Material shown:
▬▬▬▬▬▬

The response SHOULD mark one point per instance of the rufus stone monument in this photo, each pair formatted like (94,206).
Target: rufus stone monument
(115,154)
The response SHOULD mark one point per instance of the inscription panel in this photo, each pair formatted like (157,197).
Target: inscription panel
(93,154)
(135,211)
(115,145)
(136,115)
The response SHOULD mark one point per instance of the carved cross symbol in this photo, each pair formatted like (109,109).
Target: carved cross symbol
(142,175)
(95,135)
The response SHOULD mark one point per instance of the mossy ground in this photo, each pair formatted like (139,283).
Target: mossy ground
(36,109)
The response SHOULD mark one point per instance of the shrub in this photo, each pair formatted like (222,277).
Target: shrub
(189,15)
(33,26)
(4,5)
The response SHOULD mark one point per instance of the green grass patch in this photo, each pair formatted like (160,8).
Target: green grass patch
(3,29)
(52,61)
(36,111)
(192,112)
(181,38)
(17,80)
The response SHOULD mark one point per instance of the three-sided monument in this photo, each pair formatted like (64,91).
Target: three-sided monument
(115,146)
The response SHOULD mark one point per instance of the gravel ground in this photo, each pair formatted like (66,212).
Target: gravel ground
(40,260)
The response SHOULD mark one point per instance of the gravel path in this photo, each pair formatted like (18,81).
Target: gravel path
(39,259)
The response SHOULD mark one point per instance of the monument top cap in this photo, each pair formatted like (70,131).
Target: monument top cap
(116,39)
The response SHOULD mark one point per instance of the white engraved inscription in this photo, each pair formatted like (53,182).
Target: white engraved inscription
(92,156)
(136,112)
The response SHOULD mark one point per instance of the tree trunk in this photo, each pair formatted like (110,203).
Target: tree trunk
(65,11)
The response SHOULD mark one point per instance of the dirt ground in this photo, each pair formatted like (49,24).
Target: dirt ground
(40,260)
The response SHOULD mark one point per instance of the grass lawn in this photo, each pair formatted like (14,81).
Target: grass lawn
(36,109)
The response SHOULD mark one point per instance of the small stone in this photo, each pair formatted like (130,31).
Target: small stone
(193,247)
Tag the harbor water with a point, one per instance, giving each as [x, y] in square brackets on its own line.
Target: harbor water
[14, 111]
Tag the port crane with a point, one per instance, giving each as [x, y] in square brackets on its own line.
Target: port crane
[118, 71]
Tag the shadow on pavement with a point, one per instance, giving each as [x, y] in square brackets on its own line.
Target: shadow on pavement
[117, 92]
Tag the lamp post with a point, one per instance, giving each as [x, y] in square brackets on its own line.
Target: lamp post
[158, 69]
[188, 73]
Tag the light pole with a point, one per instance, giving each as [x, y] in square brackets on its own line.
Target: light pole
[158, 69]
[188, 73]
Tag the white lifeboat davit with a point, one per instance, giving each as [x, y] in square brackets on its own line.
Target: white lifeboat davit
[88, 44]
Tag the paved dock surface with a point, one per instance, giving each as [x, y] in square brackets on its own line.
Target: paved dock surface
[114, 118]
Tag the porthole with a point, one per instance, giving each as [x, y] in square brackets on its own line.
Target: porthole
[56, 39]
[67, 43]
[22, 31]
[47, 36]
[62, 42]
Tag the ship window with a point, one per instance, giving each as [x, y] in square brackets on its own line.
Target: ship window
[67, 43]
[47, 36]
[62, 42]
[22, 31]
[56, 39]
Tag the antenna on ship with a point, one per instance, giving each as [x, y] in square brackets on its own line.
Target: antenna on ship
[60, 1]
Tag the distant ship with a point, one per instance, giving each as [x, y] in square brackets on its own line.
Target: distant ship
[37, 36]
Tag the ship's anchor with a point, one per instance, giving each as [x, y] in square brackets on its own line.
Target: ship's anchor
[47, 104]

▬▬▬▬▬▬

Set problem: Please output all of the items above as a two-column CSV with the headers item_text and answer, one row per item. Put each item's text and its answer in their own quoted field, with every line break turned into a space.

In response:
item_text,answer
"The response SHOULD mark one point per instance of the rufus stone monument in this photo, each pair formatted like (94,206). Target: rufus stone monument","(115,154)"
"The response SHOULD mark one point per instance of the inscription panel in this photo, each pair formatted like (157,197). Target: inscription panel","(93,154) (135,211) (115,145) (136,115)"
"The response SHOULD mark one point per instance of the carved cross symbol in this photo, each pair formatted like (109,109). Target: carved cross symbol","(142,175) (95,135)"
"The response SHOULD mark one point per instance of the mossy ground in this photo, each pair formatted like (139,283). Target: mossy ground","(36,109)"
"The response SHOULD mark one point per instance of the shrub in this photo, each pair formatted like (222,277). Target: shrub","(189,15) (33,26) (4,5)"
"The response SHOULD mark one point per instance of the green grass patch in this photo, each pair formatted like (160,8). Target: green grass patch","(3,29) (52,61) (36,111) (192,112) (181,38) (17,80)"
"The response SHOULD mark one point per instance of the three-sided monument in this photo, each pair formatted like (64,91). Target: three-sided monument","(115,146)"
"The response SHOULD mark one point per instance of the gravel ground in this photo, each pair formatted like (66,212). Target: gravel ground","(40,260)"
"The response SHOULD mark one point per instance of the gravel path in this photo, each pair formatted like (18,81). Target: gravel path","(39,259)"
"The response SHOULD mark one point per instance of the monument top cap in this photo, each pair formatted like (70,131). Target: monument top cap","(116,39)"
"The response SHOULD mark one point per instance of the white engraved inscription in this photo, each pair formatted like (53,182). Target: white engraved inscription","(92,156) (136,112)"
"The response SHOULD mark one point per instance of the tree trunk in this photo, each pair formatted like (110,203). Target: tree trunk","(65,11)"
"The response SHOULD mark one point per instance of the dirt ground in this photo, each pair formatted like (49,24). Target: dirt ground","(40,260)"
"The response SHOULD mark one point per instance of the grass lawn in this photo, each pair formatted like (14,81). Target: grass lawn","(36,109)"
"The response SHOULD mark one point per instance of the small stone in this photo, each pair formatted like (130,31). Target: small stone","(193,247)"
"Tag the harbor water with a point, one per instance, giving each as [x, y] in square brackets on its own line. Target: harbor water","[14, 111]"
"Tag the port crane with a point, one per instance, giving each as [x, y] in square brackets on its own line. Target: port crane","[118, 71]"
"Tag the shadow on pavement with a point, one per instance, giving each as [x, y] in square brackets on its own line. Target: shadow on pavement","[117, 92]"
"Tag the lamp post with a point, one per instance, giving each as [x, y] in square brackets on its own line. Target: lamp post","[158, 69] [188, 73]"
"Tag the light pole with a point, one per instance, giving each as [x, y] in square brackets on its own line. Target: light pole","[158, 69] [188, 73]"
"Tag the white lifeboat davit with a point, one per instance, giving each as [x, y] in square brackets on its own line. Target: white lifeboat davit","[88, 44]"
"Tag the paved dock surface with a point, one per instance, giving each as [x, y] in square brackets on its own line. Target: paved dock surface","[114, 118]"
"Tag the porthole with a point, one per instance, giving each as [x, y] in square brackets on its own line. Target: porthole","[56, 39] [67, 43] [22, 31] [47, 36] [62, 42]"
"Tag the ship window with a point, one per instance, giving each as [x, y] in square brackets on its own line. Target: ship window","[67, 43] [47, 36] [62, 42] [22, 31] [56, 39]"
"Tag the antenna on ship with a point, one per instance, giving each as [x, y] in square brackets on its own line. Target: antenna on ship","[60, 1]"
"Tag the distant ship with a point, one per instance, giving each as [x, y] in square brackets on its own line. Target: distant ship","[37, 36]"
"Tag the ship's anchor with a point, one per instance, giving each as [x, y] in square brackets on its own line. Target: ship's anchor","[47, 104]"